設問:
1 > 映画評で、ワンが初舞台に立つシーンについて挙げられている情景をすべて書き出せ。
2 > 映画評の続きを、最後の文の後から書き継げ。

本文:
☆ ☆ ☆

冒頭から始まる、緊張感に充ちた視線、視線、視線の交錯。登場人物たちの視線のぶつかり合いのみならず、観客の視線の誘導の仕方までもがストレート。この徹底した視線の集束による、ショットの密度、強度。
煽尼采

**ネタバレ注意**
映画を見終った人むけのレビューです。

これ以降の文章には映画の内容に関する重要な情報が書かれています。
まだ映画を見ていない人がみると映画の面白さを損なうことがありますのでご注意下さい。







冒頭の女たちの会話は、他愛ない世間話のようでありながら、どこか裏の感情を推測させるような緊張感を孕んでいる。そして彼女らの手許で繰り広げられる、麻雀という勝負事。マイ夫人=ワン(タン・ウェイ)は麻雀には負け続けるが、より大きな心理戦では、マイ夫人を見事に演じ続けるという形で、主導権を握り続けている。

ワンが麻雀に勝てないのは、演技の才能はあっても、本来は謀り事に関るような性格ではない事を感じさせる。また、負け続ける事で金銭が減っていく事も、現実には上流階級でも何でもない彼女が無理をして振舞っている事の焦燥感が漂う。

視線の劇としてのこの映画、幾度かショット内で、ワンが口をつけたカップに口紅が鮮明についている事に、観客の目を向けさせる。彼女がそれを気にする様子からも、その装いに反して中身は初心な娘である事に気づかされる。この口紅に、遂に視線を注ぐ登場人物が、他ならぬイー(トニー・レオン)。観客の視線と、劇中の人物の視線が、この瞬間、密かに集束する。

ところで、あの女たちの麻雀シーンだが、夏休みの暗殺計画が不発に終わった後、計画が本格的に再始動し、ワンが再び夫人たちの輪に入っての麻雀シーンでは、皆、視線が下に落ちている。視線は交錯していない。この事と、ワンとイーが一対一の関係を深めていく筋書きとは、見事に連動していると言える。

二人が初めて契りを交わすシーンでは、ワンは後ろ手に縛られ、視線をイーに向ける事を許されず、イーが彼女の中に入って初めて、その手は解放される。後にイーについて、ワンはこう言う。「彼は私が苦痛の声を上げる事で満たされる。闇の中ではそれだけが真実だと知っているから」。あの一見扇情的な性描写も、イーが、恐らくは闇の中で取り締まり対象者を過酷に尋問して生き延びて来たのであろう事の裏返しとしての描写なのだ。

闇とは、不信の象徴であり、イーは闇を恐れるせいで、映画館に入る事も拒む。一方ワンは、劇場の闇こそが自分の居場所と見定めているように見える。イーが恐れる、騙されるという事が、ワンにとっては生きる意味のようなものである訳だ。彼女が初舞台に立つシーンでの、暗がりの中に見える、夥しい観客の影。沈黙の中に響く咳払い。ワンの方へ強く射してくる照明。舞台に立つ緊張感とはまさにこれだ、と思えるシーンだ。

☆ ☆ ☆

表示情報:
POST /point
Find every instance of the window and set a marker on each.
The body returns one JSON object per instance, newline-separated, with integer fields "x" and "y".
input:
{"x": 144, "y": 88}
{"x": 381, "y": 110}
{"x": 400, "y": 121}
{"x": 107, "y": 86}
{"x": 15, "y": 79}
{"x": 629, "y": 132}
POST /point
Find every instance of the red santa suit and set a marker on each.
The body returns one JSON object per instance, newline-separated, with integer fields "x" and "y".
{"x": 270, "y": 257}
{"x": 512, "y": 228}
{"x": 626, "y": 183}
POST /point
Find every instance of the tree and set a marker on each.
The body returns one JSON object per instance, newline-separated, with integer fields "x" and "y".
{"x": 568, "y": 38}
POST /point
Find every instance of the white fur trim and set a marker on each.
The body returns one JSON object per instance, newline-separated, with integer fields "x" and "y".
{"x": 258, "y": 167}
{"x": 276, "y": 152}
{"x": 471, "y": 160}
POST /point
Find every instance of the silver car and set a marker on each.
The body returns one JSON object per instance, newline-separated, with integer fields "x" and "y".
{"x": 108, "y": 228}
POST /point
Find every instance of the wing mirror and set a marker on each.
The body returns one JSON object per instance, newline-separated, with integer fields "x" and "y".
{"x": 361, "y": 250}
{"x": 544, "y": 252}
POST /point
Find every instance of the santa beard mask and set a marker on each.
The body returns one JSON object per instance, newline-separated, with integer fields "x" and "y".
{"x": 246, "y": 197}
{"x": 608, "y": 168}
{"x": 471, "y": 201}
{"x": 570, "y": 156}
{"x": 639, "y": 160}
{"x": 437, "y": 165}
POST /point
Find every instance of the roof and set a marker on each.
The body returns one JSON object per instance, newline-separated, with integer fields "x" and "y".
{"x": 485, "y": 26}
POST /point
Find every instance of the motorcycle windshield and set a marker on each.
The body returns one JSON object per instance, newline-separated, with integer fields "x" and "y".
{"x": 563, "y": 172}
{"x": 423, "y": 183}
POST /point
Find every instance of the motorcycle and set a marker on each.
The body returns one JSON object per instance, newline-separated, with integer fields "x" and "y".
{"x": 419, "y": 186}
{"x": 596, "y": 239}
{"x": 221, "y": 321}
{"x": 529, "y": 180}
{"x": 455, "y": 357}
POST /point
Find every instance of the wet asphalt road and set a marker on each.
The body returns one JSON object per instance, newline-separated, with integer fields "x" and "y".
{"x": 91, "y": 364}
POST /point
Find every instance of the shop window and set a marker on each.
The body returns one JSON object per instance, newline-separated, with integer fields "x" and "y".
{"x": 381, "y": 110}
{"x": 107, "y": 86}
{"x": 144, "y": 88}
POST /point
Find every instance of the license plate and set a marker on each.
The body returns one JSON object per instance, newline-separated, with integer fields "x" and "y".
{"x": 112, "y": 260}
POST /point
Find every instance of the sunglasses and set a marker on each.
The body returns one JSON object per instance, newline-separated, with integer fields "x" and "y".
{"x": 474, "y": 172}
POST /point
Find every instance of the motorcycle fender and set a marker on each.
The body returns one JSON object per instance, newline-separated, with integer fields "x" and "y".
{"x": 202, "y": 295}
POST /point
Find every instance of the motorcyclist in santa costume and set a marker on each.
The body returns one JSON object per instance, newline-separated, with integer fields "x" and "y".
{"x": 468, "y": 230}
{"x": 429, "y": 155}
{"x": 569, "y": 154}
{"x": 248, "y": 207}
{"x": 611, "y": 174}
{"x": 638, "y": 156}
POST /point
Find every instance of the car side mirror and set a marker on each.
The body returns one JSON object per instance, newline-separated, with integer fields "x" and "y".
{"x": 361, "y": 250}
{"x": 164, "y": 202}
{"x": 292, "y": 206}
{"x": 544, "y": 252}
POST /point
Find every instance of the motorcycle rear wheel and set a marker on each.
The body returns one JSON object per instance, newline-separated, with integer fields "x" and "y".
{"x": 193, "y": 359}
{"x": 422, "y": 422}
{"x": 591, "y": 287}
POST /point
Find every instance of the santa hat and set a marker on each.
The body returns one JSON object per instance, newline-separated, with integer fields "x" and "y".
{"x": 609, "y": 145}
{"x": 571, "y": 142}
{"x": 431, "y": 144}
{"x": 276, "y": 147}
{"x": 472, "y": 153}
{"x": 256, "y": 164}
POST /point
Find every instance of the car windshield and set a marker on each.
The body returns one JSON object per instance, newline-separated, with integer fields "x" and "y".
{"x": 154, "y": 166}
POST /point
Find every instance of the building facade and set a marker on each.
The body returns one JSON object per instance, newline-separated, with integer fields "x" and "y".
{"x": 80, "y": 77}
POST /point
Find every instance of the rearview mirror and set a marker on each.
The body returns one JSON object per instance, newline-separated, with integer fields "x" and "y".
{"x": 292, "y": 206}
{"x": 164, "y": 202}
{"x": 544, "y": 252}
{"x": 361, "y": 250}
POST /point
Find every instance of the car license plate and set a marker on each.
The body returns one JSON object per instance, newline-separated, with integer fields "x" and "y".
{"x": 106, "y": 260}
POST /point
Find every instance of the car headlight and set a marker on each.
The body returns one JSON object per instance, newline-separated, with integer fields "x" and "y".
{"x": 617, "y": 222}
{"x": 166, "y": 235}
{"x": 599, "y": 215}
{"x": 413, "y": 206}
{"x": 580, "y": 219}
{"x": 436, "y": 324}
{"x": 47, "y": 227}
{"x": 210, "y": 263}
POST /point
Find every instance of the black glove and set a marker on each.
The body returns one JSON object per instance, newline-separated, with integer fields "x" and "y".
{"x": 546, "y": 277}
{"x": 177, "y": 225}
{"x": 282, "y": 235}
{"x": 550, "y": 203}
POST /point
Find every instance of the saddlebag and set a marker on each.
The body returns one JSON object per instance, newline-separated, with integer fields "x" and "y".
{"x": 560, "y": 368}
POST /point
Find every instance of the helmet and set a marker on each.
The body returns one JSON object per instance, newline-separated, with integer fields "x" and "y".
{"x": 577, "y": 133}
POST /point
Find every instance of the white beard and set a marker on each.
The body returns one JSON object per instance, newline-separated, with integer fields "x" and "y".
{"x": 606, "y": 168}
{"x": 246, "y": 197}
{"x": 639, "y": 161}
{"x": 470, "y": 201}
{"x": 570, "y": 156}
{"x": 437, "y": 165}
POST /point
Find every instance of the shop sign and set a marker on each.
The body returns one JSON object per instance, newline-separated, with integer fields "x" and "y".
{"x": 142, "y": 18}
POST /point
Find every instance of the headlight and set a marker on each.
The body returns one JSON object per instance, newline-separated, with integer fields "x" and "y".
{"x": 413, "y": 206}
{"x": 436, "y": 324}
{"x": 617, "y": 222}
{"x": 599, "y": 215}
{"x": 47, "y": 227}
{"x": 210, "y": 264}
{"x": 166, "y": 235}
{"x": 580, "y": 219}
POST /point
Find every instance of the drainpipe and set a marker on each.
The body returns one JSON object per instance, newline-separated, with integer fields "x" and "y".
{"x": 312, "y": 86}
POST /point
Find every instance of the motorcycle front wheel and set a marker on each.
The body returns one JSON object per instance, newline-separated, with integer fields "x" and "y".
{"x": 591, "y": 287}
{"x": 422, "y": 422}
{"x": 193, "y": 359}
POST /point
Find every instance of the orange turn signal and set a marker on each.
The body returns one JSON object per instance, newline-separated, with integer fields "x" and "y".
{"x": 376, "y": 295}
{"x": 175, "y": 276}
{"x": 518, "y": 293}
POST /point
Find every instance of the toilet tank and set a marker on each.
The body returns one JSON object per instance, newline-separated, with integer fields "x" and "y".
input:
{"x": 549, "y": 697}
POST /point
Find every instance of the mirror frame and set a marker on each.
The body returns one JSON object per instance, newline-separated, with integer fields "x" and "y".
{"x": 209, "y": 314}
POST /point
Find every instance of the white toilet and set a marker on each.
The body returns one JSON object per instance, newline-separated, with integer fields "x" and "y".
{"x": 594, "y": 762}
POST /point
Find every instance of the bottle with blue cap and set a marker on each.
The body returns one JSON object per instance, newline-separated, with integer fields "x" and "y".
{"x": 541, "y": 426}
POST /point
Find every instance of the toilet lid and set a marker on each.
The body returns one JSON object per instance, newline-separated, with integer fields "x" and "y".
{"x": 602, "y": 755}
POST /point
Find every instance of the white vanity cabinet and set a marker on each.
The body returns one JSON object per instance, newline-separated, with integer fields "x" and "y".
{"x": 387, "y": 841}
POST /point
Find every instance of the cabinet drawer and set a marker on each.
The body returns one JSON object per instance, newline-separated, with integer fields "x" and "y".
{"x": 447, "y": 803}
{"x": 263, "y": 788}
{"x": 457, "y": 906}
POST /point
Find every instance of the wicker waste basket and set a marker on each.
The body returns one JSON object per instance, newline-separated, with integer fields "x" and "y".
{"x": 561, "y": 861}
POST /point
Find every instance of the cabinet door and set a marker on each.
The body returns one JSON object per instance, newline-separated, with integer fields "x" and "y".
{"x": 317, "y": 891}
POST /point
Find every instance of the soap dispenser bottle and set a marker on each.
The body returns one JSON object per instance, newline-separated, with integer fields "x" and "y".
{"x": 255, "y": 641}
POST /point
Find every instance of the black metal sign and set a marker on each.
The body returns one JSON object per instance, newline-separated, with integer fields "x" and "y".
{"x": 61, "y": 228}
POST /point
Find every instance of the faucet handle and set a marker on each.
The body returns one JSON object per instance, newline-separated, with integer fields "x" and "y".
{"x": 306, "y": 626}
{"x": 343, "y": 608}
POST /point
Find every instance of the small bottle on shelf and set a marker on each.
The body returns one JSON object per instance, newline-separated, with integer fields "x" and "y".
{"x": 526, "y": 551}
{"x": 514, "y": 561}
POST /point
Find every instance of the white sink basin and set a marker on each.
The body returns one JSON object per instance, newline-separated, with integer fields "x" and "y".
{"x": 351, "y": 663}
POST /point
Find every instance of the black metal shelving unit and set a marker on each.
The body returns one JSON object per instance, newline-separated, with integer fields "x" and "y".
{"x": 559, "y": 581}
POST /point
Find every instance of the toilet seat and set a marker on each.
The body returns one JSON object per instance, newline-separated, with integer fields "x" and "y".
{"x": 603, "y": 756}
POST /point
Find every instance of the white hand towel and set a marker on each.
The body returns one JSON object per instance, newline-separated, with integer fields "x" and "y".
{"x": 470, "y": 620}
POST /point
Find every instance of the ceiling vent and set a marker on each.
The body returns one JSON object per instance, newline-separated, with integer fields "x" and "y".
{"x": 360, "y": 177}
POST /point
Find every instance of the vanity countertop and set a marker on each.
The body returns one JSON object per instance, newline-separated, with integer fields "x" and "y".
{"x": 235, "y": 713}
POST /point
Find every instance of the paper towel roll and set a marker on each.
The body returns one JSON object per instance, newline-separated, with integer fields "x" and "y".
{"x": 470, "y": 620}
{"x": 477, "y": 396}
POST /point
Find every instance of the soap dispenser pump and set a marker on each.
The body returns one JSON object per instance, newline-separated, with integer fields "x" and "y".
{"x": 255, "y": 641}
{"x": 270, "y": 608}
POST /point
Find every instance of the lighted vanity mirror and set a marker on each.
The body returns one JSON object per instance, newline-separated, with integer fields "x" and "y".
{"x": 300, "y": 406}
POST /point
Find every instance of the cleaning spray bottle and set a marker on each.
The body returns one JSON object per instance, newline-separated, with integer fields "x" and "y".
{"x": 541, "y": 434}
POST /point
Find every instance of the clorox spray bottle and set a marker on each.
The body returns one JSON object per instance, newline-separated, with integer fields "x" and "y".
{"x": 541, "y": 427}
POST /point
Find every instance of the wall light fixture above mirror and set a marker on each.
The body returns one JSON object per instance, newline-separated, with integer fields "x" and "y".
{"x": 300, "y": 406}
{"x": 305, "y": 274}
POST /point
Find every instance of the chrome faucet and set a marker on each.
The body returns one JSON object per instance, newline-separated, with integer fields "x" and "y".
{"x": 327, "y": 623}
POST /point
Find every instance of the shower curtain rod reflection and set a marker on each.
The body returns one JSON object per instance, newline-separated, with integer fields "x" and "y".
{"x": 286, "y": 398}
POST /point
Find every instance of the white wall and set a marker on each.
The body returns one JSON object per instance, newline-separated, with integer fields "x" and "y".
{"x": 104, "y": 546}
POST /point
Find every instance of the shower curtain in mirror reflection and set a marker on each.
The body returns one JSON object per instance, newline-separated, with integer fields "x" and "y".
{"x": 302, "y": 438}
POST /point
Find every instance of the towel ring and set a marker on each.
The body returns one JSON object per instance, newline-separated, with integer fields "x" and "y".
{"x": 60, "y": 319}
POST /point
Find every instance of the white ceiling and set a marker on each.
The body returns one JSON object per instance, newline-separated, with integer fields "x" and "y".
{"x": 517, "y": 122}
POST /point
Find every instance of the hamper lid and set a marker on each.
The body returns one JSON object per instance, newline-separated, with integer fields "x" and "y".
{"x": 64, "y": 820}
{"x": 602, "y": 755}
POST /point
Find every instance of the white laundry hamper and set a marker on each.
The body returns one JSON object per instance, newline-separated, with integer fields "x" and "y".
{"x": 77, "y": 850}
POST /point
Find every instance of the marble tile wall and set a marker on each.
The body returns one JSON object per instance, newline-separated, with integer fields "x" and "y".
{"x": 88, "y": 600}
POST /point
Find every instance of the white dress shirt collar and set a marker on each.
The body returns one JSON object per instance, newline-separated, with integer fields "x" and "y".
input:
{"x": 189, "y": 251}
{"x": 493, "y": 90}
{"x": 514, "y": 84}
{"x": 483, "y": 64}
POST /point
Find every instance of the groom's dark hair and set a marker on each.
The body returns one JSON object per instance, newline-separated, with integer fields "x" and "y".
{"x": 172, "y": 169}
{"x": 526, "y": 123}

☆ ☆ ☆

解答:
1 >
・暗がりの中に見える、夥しい観客の影
・沈黙の中に響く咳払い
・ワンの方へ強く射してくる照明

2 >
ワンが最初に映画館の闇の中に居るシーンでは、彼女は目の前の映画に涙しているが、二度目には、途中で日本軍の宣伝映画に遮られる。映画の代わりに、現実の敵が与えられる。だから彼女はイーを欺かねばならない。次には、映画館に向かう途中で、イーの命令を受けた車に乗せられ、そのまま彼の待つ寝室に連れて行かれる。最後の映画館のシーンでは、かつて彼女を演劇に導いた男、クァン(ワン・リーホン)と対面する事になる。互いに、工作員としての密命を帯びた者として。

視線の劇としての強度が最高に高まるのは、遂にイーを暗殺しようという、計画当日のシーンだろう。イーと宝石店に入る前、ワンが周りに眼差しを向け、町に溶け込んで待ち構える仲間たちと、視線が鋭く触れ合う。だが、イーが、夫人にも与えなかった「鳩の卵のような」宝石をワンに与え、二人の視線が触れ合う中、ワンは「逃げて」と口にしてしまう。表情が一変したイーが、一瞬置いて店の外へ駆け出し、車で待つ運転手に向けて「開けろ!」と叫んで開かれたドアに一直線に飛び込む場面の素早さと動作の効率の良さは、彼の警戒心と恐怖心の強さを強烈に感じさせる。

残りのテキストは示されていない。